Please rewrite the records below, swapping every occurrence of "one instance per line" for "one instance per row" and keeping everything else unchanged.

* _Excerpts from annotation records_
__________________________________________________

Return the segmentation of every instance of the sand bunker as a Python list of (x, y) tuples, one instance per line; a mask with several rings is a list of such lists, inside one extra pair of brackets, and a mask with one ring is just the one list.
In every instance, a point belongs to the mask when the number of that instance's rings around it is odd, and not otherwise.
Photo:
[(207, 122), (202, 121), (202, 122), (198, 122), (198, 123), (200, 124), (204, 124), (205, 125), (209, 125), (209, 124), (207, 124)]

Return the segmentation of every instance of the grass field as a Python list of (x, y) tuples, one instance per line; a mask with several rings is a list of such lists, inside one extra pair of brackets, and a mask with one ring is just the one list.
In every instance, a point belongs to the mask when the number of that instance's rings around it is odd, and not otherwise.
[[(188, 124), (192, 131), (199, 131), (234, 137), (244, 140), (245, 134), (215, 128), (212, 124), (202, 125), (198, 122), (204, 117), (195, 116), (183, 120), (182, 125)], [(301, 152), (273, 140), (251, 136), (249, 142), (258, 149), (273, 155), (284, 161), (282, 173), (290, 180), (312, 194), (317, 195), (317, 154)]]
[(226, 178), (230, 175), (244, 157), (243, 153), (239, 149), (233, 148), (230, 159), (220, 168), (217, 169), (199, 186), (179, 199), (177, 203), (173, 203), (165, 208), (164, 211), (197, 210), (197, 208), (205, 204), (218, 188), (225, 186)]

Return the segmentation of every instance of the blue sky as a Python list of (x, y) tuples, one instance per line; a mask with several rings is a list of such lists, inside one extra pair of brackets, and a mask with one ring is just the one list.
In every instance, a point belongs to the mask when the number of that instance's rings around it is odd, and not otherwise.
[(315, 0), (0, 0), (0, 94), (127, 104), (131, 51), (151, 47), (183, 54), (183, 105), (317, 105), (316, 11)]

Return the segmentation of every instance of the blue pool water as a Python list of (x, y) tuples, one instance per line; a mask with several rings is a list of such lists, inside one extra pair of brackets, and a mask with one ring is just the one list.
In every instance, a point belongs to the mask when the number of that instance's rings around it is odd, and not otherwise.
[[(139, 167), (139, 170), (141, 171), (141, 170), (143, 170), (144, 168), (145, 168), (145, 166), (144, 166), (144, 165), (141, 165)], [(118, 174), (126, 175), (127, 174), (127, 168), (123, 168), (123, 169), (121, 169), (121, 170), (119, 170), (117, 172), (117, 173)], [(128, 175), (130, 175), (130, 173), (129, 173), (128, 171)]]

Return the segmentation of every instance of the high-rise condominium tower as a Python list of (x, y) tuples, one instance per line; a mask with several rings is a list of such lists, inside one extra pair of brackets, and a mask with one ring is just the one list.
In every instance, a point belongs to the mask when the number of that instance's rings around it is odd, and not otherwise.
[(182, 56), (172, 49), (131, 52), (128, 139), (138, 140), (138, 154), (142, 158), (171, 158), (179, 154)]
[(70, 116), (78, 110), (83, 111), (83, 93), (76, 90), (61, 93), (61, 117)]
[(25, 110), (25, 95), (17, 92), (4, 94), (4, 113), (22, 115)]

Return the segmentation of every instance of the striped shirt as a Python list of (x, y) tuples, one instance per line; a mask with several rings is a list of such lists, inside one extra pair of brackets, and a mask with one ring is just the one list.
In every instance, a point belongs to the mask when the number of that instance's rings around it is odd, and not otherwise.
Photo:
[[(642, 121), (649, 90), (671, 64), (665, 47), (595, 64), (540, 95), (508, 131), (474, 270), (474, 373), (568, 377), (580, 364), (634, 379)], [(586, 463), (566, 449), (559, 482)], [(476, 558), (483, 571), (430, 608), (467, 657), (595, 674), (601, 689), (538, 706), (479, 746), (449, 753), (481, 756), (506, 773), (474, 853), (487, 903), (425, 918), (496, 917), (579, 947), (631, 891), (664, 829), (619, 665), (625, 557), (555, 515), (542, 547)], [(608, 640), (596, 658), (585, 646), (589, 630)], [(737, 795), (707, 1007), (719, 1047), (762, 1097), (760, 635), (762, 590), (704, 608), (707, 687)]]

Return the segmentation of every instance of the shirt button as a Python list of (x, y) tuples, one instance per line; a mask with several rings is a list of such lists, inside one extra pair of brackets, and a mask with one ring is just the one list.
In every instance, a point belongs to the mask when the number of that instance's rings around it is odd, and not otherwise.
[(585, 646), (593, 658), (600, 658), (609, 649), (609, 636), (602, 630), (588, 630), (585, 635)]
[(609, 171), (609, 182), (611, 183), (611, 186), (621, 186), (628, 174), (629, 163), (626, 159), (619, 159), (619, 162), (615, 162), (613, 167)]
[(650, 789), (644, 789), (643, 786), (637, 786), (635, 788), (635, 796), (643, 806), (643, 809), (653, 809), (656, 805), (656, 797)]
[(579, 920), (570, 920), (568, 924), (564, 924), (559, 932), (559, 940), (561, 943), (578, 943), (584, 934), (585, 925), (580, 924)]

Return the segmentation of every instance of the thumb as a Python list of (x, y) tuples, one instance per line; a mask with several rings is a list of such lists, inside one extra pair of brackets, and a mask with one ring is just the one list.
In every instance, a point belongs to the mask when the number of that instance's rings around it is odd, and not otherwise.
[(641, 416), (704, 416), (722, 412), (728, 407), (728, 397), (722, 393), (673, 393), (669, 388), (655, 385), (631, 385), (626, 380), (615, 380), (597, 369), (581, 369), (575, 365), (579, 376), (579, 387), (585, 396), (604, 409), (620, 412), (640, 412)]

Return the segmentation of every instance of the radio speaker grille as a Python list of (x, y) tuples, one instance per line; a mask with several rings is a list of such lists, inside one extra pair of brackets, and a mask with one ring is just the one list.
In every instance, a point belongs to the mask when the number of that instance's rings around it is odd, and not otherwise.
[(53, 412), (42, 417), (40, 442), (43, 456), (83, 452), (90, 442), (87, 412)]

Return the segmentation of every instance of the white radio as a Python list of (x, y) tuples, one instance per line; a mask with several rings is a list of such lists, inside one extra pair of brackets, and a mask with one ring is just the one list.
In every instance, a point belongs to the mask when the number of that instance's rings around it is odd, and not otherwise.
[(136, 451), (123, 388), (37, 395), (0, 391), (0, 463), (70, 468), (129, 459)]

__________________________________________________

* _Reply_
Return the segmentation of every instance of the sand bunker as a Python list of (x, y) tuples, one instance per row; a mask with several rings is a list of such lists, inside one extra pair of brackets, and a mask with one ring is just the one list.
In every instance, a point belongs to the mask when the number of that instance's rings around it is odd, and not otherwise.
Photo:
[(207, 122), (202, 121), (202, 122), (198, 122), (198, 123), (200, 124), (204, 124), (205, 125), (209, 125), (209, 124), (207, 124)]

Return the segmentation of every instance of the grass field as a Python list of (x, y) tuples, one instance per row; a mask with several rings is a list of such lists, inside one extra pair of brackets, and a mask with one ring is just the one list.
In every instance, a point belongs to the mask when the number of that instance's rings around it is odd, and not otherwise.
[[(188, 124), (192, 131), (199, 131), (234, 137), (244, 140), (245, 134), (215, 128), (212, 124), (202, 125), (198, 122), (204, 117), (195, 116), (183, 120), (182, 125)], [(301, 152), (273, 140), (251, 136), (249, 142), (258, 149), (273, 155), (284, 161), (282, 173), (290, 180), (312, 194), (317, 195), (317, 154)]]
[(226, 178), (230, 175), (244, 157), (243, 153), (239, 149), (233, 148), (230, 159), (220, 168), (217, 169), (199, 186), (179, 199), (177, 203), (173, 203), (165, 208), (164, 211), (197, 210), (197, 208), (205, 204), (218, 188), (225, 186)]

Return the segmentation of every instance of the blue sky as a Python list of (x, y) tuples, one instance per row; a mask with several rings is a list of such lists, inside one extra pair of brackets, and a mask with one ring is just the one list.
In every instance, a point belongs to the mask when the number of that instance's rings around it is odd, and not otherwise.
[(315, 0), (0, 0), (0, 94), (127, 104), (131, 51), (151, 47), (183, 54), (183, 105), (317, 105), (316, 11)]

Return the segmentation of every instance of the blue pool water as a Python list of (x, y) tuples, one instance per row; a mask with several rings is a list of such lists, inside one extra pair of brackets, and a mask with one ring is just the one list.
In every instance, a point belongs to the mask when the number of that instance's rings around it is odd, and not otherwise.
[[(139, 167), (139, 170), (141, 171), (141, 170), (143, 170), (144, 168), (145, 168), (145, 166), (144, 166), (144, 165), (141, 165)], [(118, 174), (126, 175), (127, 174), (127, 168), (123, 168), (123, 169), (121, 169), (121, 170), (119, 170), (117, 172), (117, 173)], [(128, 175), (130, 175), (130, 173), (129, 173), (128, 171)]]

Return the segmentation of every instance of the high-rise condominium tower as a Python list of (x, y) tuples, one instance per row; a mask with several rings is a list of such lists, inside one extra pair of brackets, and a mask with one ring is just the one list.
In every instance, a point belongs to the mask when the number of that instance's rings around it is odd, and not otherwise.
[(182, 56), (172, 49), (131, 52), (128, 139), (138, 140), (138, 154), (142, 158), (171, 158), (179, 154)]
[(70, 116), (78, 110), (83, 111), (83, 93), (76, 90), (61, 93), (61, 117)]
[(25, 110), (25, 95), (17, 92), (4, 94), (4, 113), (22, 115)]

Return the segmentation of every instance of the striped shirt as a Python list of (x, y) tuples, one instance per row; a mask with several rings is a list of such lists, inside one extra pair of brackets, and a mask with one ring is just the one list.
In every instance, a point belongs to the mask when the number of that instance's rings around it is odd, and not otherwise.
Photo:
[[(642, 121), (649, 90), (671, 64), (665, 47), (595, 64), (540, 95), (508, 131), (474, 270), (474, 373), (568, 377), (580, 364), (634, 379)], [(586, 463), (566, 449), (559, 482)], [(476, 558), (483, 571), (430, 608), (467, 657), (595, 674), (601, 689), (538, 706), (479, 746), (449, 753), (481, 756), (506, 773), (474, 853), (487, 903), (425, 918), (496, 917), (579, 947), (631, 891), (664, 829), (619, 665), (625, 557), (555, 515), (542, 547)], [(608, 640), (596, 658), (585, 646), (589, 630)], [(737, 795), (707, 1007), (719, 1047), (762, 1097), (760, 635), (762, 590), (704, 608), (707, 687)]]

Return the segmentation of every instance of the shirt button as a Python list of (x, y) tuples, one instance per row; a mask with several rings is a list of such lists, inside one extra pair of brackets, and a mask with one ring is just the one list.
In every instance, a point belongs to the mask when the number of that instance's rings around it is odd, and not otherwise.
[(585, 646), (593, 658), (600, 658), (609, 649), (609, 636), (602, 630), (588, 630), (585, 635)]
[(609, 171), (609, 182), (611, 183), (611, 186), (621, 186), (628, 174), (629, 163), (626, 159), (619, 159), (619, 162), (615, 162), (613, 167)]
[(650, 789), (644, 789), (643, 786), (637, 786), (635, 788), (635, 796), (643, 806), (643, 809), (653, 809), (656, 805), (656, 797)]
[(579, 920), (570, 920), (568, 924), (564, 924), (559, 932), (559, 940), (561, 943), (578, 943), (584, 934), (585, 925), (580, 924)]

Return the segmentation of every instance of the thumb as a Python list of (x, y) tuples, one instance per row; a mask with several rings is a list of such lists, inside one extra pair of brackets, and a mask with one ring is just the one list.
In every instance, a point belongs to the mask when the number of that instance's rings around it is odd, and not otherwise.
[(641, 416), (704, 416), (722, 412), (728, 407), (728, 397), (722, 393), (673, 393), (669, 388), (655, 385), (631, 385), (626, 380), (615, 380), (597, 369), (581, 369), (575, 365), (579, 376), (579, 387), (585, 396), (604, 409), (620, 412), (640, 412)]

Return the segmentation of every instance of the radio speaker grille as a Python list of (x, y) tuples, one instance per row; a mask with several rings is a list of such lists, inside one extra pair of brackets, and a mask with one ring is just the one list.
In every instance, a point belongs to the mask when the number of that instance's rings around it is odd, and not otherwise.
[(53, 412), (42, 417), (40, 442), (43, 456), (83, 452), (90, 442), (87, 412)]

Return the segmentation of every instance of the white radio as a Python list of (x, y) tuples, one instance per row; a mask with several rings is a list of such lists, inside one extra pair of brackets, and a mask with one ring is just the one list.
In every instance, a point belongs to the mask when the number of that instance's rings around it is odd, and not otherwise.
[(136, 451), (123, 388), (37, 395), (0, 391), (0, 463), (70, 468), (129, 459)]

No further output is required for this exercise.